• **WORK REQUIRED**: Arrange all of the entries below as a two-column CSV with the headers entry_text and answer, one row per entry. Put each entry's text and its answer in their own quoted fields, replacing line breaks with spaces.
# START OF ENTRIES PROVIDED
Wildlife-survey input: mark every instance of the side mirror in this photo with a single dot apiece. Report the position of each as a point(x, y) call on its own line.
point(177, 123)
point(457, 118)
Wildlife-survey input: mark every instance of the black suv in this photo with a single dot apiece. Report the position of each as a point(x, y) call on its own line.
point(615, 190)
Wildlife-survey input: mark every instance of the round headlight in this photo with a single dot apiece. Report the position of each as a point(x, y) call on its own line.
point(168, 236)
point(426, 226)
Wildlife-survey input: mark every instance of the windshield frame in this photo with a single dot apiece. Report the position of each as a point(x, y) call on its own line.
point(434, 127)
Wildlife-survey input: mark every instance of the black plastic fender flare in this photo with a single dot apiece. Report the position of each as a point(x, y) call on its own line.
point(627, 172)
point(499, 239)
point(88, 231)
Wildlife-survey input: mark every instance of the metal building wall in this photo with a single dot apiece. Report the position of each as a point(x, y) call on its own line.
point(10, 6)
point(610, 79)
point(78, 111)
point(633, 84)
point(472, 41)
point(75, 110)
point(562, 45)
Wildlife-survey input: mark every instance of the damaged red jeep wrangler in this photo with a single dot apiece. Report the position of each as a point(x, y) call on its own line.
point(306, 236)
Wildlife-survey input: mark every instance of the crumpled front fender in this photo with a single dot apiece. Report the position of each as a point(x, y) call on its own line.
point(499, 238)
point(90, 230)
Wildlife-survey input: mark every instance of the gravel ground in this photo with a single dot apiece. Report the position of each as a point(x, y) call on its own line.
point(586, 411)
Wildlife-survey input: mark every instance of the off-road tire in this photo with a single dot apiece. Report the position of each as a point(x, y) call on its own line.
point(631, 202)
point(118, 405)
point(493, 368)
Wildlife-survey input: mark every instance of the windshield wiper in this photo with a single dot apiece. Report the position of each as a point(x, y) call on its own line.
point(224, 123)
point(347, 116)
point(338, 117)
# END OF ENTRIES PROVIDED
• **RESULT OF THE EXERCISE**:
entry_text,answer
"Wildlife-survey input: mark every instance of the side mirror in this photo with a single dot apiece. Report the position of each as a point(x, y) call on its own line.","point(177, 123) point(457, 118)"
"Wildlife-survey input: mark every instance of the black suv in this photo with a single dot apiece. Report the position of each as a point(x, y) call on its own line.","point(615, 190)"
"Wildlife-survey input: mark every instance of the round headlight in this photo with a single dot apiece. Report the position of each as a point(x, y) call on its own line.","point(168, 236) point(426, 226)"
"Wildlife-survey input: mark every instance of the windshield frame in this photo with a single dot apiece. Report the position of each as a point(x, y) call on its own line.","point(434, 127)"
"Wildlife-survey input: mark every instance of the black plastic fender flare in this photo with a single dot apiece. Report the position of each as a point(x, y) call on its own line.","point(627, 172) point(499, 239) point(88, 231)"
"Wildlife-survey input: mark every instance of the metal building wall in this photo with a single dot apiece. Report the position of each as a point(x, y) call on its own line.","point(10, 6) point(610, 79) point(78, 111) point(633, 84) point(472, 41) point(75, 110) point(562, 45)"
"Wildlife-survey input: mark every instance of the damaged red jeep wrangler in this photo with a single dot apiece. Report the position of each as a point(x, y) call on its own line.","point(306, 236)"
"Wildlife-survey input: mark every instance of the crumpled front fender in this photo with a single dot apiece. Report the position of each as a point(x, y) call on its own line.","point(499, 238) point(90, 230)"
"Wildlife-survey input: mark every instance of the gravel ground in this photo with a single dot apiece. Report the position of each as a point(x, y) call on its own line.","point(586, 411)"
"Wildlife-survey input: mark every instance of the off-road tire in this photo with a single dot apiece. Report the position of each as a point(x, y) call on its own line.","point(631, 202) point(118, 405) point(493, 368)"
"Wildlife-survey input: mark every instance of the windshield wiper in this photo with a single dot apiece. Report the position of each as a point(x, y) call on its own line.","point(224, 123) point(347, 116) point(338, 117)"